Source passage:
** Begin **

I am unaware of any published communications between Verne, his publisher, or his illustrator regarding the Stop caricature. We know that collaborations on the novels’ illustrations were common, but there is no trail of correspondence in this case [30]. Neither Stop nor Le Charivari is mentioned in the published Verne–L.-J. Hetzel correspondence of the period (Verne et al. 2004). Neither the name of the caricaturist nor that of the journal appear anywhere else in Verne’s published fiction. But there can be no doubt that Verne was aware of Le Charivari. The journal was widely read and its contents frequently discussed in the press. Its Editor-in-Chief, Pierre Véron (1833–1900), was an old friend of Verne and a sometimes participant in the soirées of “Les Onze sans femmes,” the bachelors’ dining club Verne founded while living in Paris in the 1850s. And Stop had been one of the founding members of “Les Onze” (Butcher 118)! Even if someone else — Hetzel, perhaps — added mentions of Stop and Le Charivari to a later manuscript than the one we know of, or to an intermediate proof, Verne likely was aware of or would have approved of these additions.

The image of Barbican and Maston traveling northward in the belly of the whale is memorably comic and it is easy to imagine that Hetzel, or Verne by way of Hetzel, suggested to Roux that this passage would be a good one to illustrate. Roux might have been given instructions to create an image in the style of a caricaturist such as Stop. Or perhaps Roux elected to emulate Stop on his own initiative and the evident success of the image led to the decision to incorporate the caricature in a facsimile of a journal where Stop might have been published. Verne’s addition to the MS of a line describing the Nouveaux Jonas “attablés et jouant aux échecs” (see below, Appendix A) may have been made in response to the caricature: he strikes out another phrase, now mostly illegible, that appears to describe Barbican and Maston before a door or a window in the whale’s belly (?); the manuscript addition could have been made in response to the caricature, or the caricature drawn in response to the addition. Mention of the journal in the published text, directly associating the composite illustration with the narrative (“Mais, de toutes ces caricatures, celle qui obtint le plus de succès fut publiée par le journal français Charivari…”), was inserted at a later point, perhaps in response to a decision to create the facsimile page, perhaps in response to the finished illustration. Textual details that might clarify this sequence of events are not preserved in Verne’s manuscript.

** End **

Data segment:
** Begin **

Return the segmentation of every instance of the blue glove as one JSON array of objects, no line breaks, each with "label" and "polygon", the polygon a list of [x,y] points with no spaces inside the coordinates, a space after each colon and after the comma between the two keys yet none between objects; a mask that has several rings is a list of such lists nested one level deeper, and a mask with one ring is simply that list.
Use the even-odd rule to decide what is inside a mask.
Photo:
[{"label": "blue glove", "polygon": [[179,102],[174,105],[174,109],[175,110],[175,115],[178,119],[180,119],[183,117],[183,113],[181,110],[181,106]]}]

** End **

What is asked:
A. From the Stop caricature passage, list every person it names, leaving out the fictional characters Barbican and Maston.
B. According to the Stop caricature passage, who was the Editor-in-Chief of Le Charivari?
C. Extend the Stop caricature passage beyond its final sentence.

Responses to the tasks:
A. Verne, L.-J. Hetzel, Stop, Pierre Véron, Butcher, Roux

B. Pierre Véron (1833–1900)

C.
The published correspondence between Verne and L.-J. Hetzel gives us clues regarding the wider timeline of these revisions and additions [31]. The first mention of Sans dessus dessous is in a letter from Verne to Hetzel dated April 18, 1888, when the author writes that he is “en plein dans le Redressement d’axe [an early working title of the novel], à la fois effrayé et emballé” (CI 82). He has evidently been working on the project for some time, because the letter also mentions Albert Badoureau’s “gigantesque” essay-in-progress on the practicability of the Gun Club’s method, which we may imagine Verne discussed with Badoureau not long before Verne had worked out at least the major plots points [32]. Verne mentions his progress on the novel briefly in two letters (August 9, 1888, CI 86; October 8, 1888, CI 88); on October 29, 1888 (CI 91), he announces to Hetzel that he has just sent the editor the completed manuscript. Their subsequent correspondence regarding the novel up until its publication in November 1889 is chiefly concerned with: the title (Hetzel proposes the punning Sans dessus dessous); several back-and-forth exchanges of revisions; an unsuccessful attempt to find a journal that might publish a serialized version; and Badoureau’s supplemental chapter, which Verne wanted included in all editions but which appeared only in the octodecimo édition originale (see Appendix A).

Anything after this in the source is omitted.